■ **Text provided**
>>>
Removing 'ASCII' switch from PureBasic

Post by **flaith** » Sat Aug 09, 2014 6:08 am

This is the way I had to change an old program with UNICODE enabled:
The program read char by char to create a token:

In UNICODE, cannot work so I added this:

Code: Select all

Global.i FORMAT_BYTE = StringByteLength("a", #PB_Ascii)
CompilerIf #PB_Compiler_Unicode
  FORMAT_BYTE = StringByteLength("a", #PB_Unicode)
CompilerEndIf

The GetToken() function:

Code: Select all

;-Tokenizer
Procedure.s GetCurrentChar()
  Protected car.s
  
  ;car = Chr(PeekC(@LINE+CurrentPos)) ;ORIGINAL
  car = Chr(PeekA(@LINE+CurrentPos)) ;VERSION 1
  ;car = PeekS(@LINE+CurrentPos,1,#PB_Ascii) ;VERSION 2
  ProcedureReturn car
EndProcedure

Procedure.i SkipSpace()
  Protected nbspace.i = 0
  
  While GetCurrentChar() = " " Or GetCurrentChar() = #TAB$
    CurrentPos + FORMAT_BYTE
    nbspace + 1
  Wend
  
  ProcedureReturn nbspace  
EndProcedure

Procedure.s GetToken()
  Protected sTok.s = "", c.s
  Repeat
    c = GetCurrentChar()
    ; Car = '"' and Not inside a string ?     //String definition
    If c = #DBL_QUOTE And _QUOTE = #False
      sTok+c
      CurrentPos + FORMAT_BYTE
      _QUOTE = #True
      c = GetCurrentChar()
    EndIf
    ; Car = '"' and inside a string ?         //String definition
    If c = #DBL_QUOTE And _QUOTE = #True
      _QUOTE = #False
    EndIf
    ; Car = TAB and Not inside a string ?     //Tabulation
    If c = #CHAR_TAB And _QUOTE = #False
      CurrentPos + FORMAT_BYTE
      Break
    EndIf
    ; Car = ';' or Car = '*' in the beginning 
    ; of the line and Not inside a string ?   //Remark
    If c = ";" And _QUOTE = #False
      CurrentPos = LenLine
      Break
    EndIf
    If c = "*" And _QUOTE = #False And CurrentPos = 0
      CurrentPos = LenLine : sTok = ""
    EndIf
    ; Current car position >= current Line length ?
    If CurrentPos >= LenLine
      Break
    EndIf
    ; if it's a space outside a quoted string
    If c = " " And _QUOTE = #False
      CurrentPos + FORMAT_BYTE
      Break
    EndIf
    ; Make the Token
    CurrentPos + FORMAT_BYTE
    sTok + c
  ForEver  
  ProcedureReturn sTok
EndProcedure

And the Init section:

Code: Select all

Global.s LINE = "   BAS2H	EQU $2B" ; TAB inside
CurrentPos = 0:PosTok = 1

;*** IMPORTANT TO MULTIPLY HERE ***
LenLine = Len(LINE)*FORMAT_BYTE           ;For ASCII/UNICODE

Debug "Line to tokenize: "+LINE+" - (len:"+Str(LenLine)+")"
<<<
■ **Material provided**
>>>
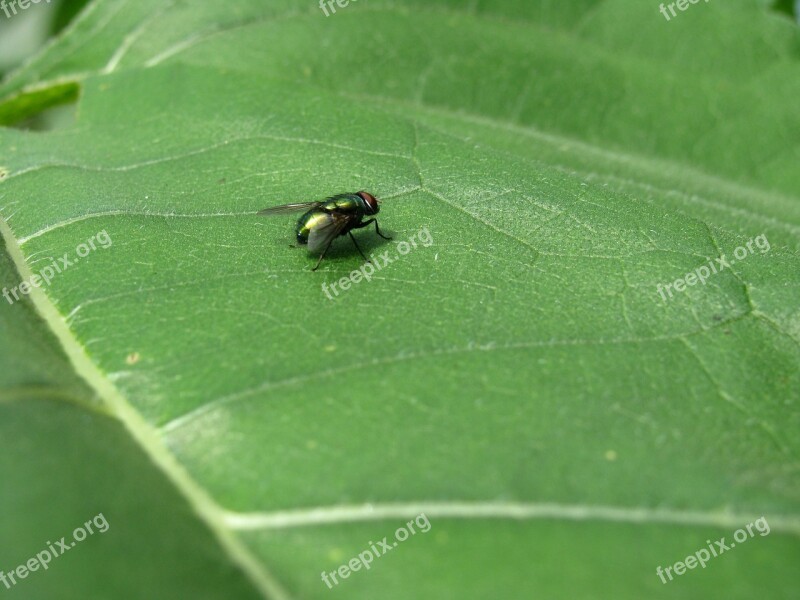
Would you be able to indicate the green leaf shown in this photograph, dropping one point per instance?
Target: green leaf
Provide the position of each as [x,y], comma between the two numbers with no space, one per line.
[520,380]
<<<
List every procedure defined in the PureBasic forum post above, by name.

■ **Complete response**
GetCurrentChar(), SkipSpace(), GetToken()